[Extracted data entries]
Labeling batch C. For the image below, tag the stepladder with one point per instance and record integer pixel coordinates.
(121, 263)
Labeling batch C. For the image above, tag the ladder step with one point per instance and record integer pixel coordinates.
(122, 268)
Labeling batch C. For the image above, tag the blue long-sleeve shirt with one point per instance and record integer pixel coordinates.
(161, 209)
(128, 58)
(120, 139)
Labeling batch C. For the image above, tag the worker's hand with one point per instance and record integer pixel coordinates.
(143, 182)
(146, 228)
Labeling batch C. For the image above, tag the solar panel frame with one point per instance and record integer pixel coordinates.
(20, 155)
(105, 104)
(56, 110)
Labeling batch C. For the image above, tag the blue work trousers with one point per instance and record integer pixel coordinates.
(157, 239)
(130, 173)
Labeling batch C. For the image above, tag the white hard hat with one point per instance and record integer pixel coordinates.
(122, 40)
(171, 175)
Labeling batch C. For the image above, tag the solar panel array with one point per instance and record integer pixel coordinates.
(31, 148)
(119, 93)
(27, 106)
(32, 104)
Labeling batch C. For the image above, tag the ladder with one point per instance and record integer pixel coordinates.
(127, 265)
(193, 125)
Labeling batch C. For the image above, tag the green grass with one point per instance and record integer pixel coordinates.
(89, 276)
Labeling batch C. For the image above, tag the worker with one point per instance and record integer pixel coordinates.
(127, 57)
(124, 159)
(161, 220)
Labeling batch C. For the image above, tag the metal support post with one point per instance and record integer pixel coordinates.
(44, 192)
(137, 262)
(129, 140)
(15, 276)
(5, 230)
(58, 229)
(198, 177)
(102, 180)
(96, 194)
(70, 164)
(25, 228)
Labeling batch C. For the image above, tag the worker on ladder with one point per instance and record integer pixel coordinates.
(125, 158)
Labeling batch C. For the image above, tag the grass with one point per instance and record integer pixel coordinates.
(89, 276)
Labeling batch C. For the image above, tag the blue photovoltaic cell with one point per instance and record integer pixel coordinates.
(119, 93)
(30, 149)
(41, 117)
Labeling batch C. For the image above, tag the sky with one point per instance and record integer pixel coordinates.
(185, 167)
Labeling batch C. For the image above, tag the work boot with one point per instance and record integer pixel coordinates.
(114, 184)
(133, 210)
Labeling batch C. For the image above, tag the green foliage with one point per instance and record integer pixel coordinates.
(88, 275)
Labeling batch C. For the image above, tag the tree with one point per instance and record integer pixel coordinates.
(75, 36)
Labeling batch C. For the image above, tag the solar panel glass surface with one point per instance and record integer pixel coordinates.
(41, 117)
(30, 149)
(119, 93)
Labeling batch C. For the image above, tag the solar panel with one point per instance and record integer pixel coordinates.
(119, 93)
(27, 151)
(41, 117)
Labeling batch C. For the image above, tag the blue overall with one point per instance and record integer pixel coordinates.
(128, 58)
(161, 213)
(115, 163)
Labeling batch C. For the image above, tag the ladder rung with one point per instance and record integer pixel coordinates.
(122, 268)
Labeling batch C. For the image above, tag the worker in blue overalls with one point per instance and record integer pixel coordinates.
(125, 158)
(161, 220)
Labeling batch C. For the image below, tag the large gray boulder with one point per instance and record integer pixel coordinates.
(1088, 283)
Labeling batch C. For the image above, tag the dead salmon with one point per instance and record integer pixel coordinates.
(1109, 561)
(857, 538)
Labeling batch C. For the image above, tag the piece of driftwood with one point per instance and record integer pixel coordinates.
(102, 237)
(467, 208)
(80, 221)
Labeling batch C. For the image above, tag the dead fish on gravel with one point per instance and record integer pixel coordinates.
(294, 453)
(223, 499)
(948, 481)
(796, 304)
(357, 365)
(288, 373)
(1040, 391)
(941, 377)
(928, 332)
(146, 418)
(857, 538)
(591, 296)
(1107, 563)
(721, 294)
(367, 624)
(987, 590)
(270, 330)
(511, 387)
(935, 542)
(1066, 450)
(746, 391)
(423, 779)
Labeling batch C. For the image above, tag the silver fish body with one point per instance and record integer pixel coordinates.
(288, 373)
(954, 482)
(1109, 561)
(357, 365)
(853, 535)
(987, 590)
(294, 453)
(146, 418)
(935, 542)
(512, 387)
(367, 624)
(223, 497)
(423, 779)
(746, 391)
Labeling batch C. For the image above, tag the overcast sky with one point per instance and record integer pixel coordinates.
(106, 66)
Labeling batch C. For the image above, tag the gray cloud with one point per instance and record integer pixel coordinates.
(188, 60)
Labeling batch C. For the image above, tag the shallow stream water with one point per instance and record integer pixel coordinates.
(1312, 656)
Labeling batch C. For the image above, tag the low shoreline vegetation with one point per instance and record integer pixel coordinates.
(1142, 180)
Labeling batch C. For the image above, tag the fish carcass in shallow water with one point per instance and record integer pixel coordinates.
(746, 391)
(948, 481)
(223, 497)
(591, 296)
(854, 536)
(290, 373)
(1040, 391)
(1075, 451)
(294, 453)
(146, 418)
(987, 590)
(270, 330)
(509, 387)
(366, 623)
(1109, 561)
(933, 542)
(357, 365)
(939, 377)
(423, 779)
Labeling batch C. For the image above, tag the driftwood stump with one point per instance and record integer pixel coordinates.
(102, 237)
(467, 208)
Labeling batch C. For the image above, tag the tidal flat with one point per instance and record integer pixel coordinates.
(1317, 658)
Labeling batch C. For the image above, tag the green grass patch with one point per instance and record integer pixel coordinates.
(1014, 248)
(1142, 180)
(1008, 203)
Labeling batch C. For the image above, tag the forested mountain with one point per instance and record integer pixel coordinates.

EXERCISE BRIEF: Print exactly the stretch of lines beginning with the one that holds "green grass patch" and ending at the last line above.

REPLY:
Labeling batch C. For the image above, tag the green grass patch with one point per instance and record integer pixel coordinates.
(1014, 248)
(1142, 180)
(1008, 203)
Labeling batch C. For the image above, tag the forested mountain with one point per instance and record integer pixel coordinates.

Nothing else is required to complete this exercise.